**Task statement**
Select every line of the records below that contains the word "blurred", and copy each such line.

**Raw data**
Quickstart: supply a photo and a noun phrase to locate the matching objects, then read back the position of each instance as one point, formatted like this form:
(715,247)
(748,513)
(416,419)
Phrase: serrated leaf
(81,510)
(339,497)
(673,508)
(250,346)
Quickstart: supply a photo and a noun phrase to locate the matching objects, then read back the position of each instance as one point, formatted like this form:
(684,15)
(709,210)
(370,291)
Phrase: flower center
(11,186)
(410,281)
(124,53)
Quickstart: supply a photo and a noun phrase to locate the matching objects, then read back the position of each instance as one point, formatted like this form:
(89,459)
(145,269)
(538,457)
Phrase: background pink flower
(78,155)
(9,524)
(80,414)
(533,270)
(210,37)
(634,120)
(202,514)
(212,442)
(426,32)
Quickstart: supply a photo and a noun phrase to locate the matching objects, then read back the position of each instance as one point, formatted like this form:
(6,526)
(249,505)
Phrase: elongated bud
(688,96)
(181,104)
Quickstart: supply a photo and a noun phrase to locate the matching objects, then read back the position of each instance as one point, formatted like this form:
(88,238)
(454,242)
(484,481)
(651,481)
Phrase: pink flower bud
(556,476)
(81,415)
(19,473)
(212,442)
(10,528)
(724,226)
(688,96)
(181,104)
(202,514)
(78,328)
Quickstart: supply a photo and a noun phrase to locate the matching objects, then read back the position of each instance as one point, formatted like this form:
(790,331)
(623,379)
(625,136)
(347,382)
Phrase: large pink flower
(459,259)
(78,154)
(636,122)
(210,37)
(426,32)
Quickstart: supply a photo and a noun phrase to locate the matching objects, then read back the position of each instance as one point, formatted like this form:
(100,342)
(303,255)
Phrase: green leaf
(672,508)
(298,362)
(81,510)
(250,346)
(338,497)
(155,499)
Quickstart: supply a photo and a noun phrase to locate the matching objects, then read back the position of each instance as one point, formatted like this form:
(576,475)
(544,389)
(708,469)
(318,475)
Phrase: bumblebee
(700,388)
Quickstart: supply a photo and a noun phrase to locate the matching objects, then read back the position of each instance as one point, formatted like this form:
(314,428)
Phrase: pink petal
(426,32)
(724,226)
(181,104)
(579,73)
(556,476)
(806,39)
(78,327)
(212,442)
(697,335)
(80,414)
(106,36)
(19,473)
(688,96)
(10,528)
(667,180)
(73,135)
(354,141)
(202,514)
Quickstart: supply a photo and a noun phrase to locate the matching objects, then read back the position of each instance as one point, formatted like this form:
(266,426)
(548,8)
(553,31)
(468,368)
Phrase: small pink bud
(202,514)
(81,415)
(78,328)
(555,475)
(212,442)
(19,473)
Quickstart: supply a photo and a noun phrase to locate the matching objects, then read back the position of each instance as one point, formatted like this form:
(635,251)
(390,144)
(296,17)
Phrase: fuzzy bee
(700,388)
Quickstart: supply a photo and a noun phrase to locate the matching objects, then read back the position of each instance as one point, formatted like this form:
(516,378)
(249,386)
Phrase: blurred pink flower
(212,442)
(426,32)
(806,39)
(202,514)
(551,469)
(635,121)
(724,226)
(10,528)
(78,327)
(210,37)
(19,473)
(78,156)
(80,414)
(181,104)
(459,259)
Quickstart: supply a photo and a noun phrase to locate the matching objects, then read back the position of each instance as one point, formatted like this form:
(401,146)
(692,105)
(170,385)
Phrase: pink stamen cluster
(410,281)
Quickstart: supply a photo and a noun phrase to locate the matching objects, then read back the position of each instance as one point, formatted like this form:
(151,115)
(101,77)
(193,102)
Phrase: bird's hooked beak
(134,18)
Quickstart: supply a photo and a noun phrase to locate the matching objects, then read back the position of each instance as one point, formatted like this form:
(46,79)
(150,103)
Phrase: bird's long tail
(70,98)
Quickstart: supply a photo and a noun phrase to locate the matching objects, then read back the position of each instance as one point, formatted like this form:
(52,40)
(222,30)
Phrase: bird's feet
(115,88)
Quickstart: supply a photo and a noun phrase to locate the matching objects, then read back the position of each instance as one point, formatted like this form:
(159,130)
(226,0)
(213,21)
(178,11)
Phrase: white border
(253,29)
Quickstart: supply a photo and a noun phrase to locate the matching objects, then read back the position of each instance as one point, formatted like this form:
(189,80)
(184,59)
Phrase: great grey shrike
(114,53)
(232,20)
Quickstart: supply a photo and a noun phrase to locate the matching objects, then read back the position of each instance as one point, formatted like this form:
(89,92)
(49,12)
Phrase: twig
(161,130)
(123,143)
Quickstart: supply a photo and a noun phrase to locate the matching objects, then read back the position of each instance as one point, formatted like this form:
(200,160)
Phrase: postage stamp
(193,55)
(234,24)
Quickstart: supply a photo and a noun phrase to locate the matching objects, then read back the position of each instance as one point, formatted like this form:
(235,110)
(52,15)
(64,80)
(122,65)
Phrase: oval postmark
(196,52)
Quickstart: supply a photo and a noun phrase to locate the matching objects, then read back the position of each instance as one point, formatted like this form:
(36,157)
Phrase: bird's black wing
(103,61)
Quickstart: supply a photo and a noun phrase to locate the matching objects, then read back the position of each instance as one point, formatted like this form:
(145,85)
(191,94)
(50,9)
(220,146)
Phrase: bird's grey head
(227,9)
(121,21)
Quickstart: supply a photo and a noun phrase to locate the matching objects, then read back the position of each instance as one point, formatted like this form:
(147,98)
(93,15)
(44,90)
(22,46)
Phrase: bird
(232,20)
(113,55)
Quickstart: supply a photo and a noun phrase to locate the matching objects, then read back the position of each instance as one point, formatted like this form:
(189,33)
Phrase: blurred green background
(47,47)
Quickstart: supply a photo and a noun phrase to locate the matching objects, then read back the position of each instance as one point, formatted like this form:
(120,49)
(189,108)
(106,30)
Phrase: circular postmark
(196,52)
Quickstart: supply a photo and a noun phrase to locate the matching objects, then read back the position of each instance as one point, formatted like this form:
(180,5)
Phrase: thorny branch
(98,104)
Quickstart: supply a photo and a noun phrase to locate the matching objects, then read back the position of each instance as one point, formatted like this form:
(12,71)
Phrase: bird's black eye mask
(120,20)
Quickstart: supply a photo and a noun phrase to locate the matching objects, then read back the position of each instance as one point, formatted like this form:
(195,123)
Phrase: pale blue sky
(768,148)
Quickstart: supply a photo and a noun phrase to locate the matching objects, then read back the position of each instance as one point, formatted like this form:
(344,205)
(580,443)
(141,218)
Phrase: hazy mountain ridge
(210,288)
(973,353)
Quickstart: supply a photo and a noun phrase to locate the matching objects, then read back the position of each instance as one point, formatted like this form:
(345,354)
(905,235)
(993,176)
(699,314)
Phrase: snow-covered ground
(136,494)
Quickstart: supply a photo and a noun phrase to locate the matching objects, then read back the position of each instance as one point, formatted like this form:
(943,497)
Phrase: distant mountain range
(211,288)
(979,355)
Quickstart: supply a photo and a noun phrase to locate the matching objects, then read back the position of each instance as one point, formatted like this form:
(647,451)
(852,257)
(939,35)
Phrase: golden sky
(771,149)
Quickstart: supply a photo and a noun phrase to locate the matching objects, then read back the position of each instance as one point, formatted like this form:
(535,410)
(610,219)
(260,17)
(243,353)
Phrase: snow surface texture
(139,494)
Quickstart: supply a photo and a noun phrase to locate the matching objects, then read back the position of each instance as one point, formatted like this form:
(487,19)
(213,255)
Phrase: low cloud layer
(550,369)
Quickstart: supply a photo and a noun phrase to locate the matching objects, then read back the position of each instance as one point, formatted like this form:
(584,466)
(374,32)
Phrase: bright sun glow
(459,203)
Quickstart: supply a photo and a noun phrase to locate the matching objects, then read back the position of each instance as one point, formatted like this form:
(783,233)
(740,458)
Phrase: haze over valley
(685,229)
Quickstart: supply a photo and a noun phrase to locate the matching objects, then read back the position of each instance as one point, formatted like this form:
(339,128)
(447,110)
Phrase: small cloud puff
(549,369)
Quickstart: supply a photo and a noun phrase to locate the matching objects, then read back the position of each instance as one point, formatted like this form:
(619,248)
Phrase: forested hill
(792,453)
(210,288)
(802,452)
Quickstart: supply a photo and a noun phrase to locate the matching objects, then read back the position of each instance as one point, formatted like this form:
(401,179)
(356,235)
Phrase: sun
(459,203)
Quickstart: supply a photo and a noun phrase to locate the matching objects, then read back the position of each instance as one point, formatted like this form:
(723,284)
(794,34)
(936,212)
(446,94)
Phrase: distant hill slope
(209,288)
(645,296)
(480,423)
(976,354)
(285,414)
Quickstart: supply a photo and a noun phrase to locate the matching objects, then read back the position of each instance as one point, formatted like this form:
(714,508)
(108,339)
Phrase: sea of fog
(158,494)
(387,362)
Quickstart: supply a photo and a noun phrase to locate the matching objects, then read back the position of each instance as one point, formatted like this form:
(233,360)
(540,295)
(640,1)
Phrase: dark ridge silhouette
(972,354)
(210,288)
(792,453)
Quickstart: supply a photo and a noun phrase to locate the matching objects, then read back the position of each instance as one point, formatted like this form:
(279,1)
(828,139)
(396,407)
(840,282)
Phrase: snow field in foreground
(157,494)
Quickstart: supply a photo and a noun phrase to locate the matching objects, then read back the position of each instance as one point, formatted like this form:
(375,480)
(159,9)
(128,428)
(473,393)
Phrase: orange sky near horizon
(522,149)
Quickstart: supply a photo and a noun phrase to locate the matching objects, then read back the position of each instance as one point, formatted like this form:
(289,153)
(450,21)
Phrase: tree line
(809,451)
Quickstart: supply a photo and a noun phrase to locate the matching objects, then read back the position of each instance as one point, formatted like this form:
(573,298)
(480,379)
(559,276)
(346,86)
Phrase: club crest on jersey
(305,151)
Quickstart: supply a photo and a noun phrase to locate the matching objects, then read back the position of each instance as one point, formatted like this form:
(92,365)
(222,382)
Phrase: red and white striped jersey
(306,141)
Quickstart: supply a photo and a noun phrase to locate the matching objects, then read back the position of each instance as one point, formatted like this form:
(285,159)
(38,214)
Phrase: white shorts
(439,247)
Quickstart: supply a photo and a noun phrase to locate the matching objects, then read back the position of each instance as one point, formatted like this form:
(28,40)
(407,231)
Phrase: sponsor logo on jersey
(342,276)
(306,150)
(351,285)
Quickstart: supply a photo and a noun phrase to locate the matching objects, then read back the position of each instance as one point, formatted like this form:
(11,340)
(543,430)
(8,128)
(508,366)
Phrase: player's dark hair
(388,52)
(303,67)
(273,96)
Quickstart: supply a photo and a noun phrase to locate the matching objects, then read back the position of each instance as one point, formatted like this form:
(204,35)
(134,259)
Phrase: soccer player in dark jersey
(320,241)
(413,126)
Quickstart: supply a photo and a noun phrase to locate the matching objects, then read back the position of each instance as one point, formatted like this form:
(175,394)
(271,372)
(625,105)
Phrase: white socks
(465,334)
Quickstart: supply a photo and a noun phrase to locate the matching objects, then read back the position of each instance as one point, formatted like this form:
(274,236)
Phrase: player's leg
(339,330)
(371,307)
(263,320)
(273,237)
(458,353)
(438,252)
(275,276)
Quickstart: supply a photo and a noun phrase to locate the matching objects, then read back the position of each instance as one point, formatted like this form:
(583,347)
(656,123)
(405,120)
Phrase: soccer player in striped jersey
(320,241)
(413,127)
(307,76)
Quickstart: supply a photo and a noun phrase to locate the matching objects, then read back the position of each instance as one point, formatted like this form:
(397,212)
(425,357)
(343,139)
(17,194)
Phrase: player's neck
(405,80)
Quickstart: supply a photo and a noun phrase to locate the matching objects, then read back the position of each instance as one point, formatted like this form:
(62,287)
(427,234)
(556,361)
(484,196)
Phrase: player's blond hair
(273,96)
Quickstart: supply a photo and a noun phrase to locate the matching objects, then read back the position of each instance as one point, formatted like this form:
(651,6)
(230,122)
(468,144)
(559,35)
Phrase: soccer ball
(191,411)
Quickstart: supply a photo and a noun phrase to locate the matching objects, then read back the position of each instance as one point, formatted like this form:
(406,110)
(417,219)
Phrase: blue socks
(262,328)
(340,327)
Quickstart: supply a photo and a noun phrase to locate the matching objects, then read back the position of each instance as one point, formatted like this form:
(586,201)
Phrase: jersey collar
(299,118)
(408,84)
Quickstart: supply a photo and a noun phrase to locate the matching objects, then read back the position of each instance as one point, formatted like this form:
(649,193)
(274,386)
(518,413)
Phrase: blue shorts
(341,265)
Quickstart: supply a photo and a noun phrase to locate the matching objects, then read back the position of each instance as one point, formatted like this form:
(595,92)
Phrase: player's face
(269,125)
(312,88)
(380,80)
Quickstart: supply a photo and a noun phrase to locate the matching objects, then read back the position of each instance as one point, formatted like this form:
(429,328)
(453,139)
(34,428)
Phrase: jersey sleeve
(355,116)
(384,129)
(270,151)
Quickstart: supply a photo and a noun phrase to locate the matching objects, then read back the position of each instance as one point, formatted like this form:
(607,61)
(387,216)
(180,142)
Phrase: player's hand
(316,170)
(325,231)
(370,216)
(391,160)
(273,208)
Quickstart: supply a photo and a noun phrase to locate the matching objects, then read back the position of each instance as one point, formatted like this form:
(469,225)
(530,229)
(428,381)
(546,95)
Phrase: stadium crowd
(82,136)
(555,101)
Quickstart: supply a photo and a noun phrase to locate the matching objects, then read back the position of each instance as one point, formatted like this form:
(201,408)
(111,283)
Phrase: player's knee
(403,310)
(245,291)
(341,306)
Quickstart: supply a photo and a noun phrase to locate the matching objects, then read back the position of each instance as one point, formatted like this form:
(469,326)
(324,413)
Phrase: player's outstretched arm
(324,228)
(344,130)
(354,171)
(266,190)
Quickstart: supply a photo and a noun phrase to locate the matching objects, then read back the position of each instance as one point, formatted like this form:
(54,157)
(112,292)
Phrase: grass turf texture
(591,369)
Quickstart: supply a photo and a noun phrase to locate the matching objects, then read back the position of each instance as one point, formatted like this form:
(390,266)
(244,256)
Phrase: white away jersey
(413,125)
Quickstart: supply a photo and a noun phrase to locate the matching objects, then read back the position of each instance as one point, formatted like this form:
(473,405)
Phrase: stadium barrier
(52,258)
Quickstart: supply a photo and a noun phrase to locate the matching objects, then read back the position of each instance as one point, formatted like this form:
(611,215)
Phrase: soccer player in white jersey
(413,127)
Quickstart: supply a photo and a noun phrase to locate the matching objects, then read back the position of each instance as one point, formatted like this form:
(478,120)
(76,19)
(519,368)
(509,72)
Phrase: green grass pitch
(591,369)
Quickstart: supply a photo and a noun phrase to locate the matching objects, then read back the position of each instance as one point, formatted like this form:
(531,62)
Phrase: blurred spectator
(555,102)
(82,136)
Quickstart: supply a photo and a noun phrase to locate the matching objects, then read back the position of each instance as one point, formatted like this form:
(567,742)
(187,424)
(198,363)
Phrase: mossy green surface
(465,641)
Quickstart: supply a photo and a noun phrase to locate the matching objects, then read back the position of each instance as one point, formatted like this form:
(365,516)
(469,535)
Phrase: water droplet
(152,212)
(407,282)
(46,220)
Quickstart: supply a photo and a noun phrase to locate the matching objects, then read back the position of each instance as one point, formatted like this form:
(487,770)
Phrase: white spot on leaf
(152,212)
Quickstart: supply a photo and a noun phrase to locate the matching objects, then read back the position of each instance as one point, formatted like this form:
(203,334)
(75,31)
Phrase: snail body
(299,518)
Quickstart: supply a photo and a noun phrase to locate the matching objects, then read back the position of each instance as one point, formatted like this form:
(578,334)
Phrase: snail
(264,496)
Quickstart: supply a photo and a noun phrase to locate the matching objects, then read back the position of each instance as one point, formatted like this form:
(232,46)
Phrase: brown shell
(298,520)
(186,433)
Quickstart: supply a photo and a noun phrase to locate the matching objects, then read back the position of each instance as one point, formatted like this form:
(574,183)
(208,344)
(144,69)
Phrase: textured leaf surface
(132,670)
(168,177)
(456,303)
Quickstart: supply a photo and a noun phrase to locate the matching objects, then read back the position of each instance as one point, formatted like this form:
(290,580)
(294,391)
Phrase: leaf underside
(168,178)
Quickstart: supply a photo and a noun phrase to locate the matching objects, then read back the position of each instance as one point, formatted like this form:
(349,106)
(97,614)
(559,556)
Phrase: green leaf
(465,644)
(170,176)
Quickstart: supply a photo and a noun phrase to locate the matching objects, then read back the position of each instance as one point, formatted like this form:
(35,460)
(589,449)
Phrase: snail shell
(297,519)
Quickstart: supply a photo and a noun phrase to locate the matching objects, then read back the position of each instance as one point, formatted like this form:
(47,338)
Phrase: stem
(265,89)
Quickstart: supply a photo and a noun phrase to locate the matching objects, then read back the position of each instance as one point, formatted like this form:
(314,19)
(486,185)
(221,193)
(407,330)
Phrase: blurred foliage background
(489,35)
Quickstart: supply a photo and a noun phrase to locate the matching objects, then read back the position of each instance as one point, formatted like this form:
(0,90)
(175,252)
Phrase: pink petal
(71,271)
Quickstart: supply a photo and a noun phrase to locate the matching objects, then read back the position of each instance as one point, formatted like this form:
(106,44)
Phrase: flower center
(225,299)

**Correct output**
Phrase: blurred pink flower
Phrase: blurred green background
Phrase: blurred spectator
Phrase: blurred foliage background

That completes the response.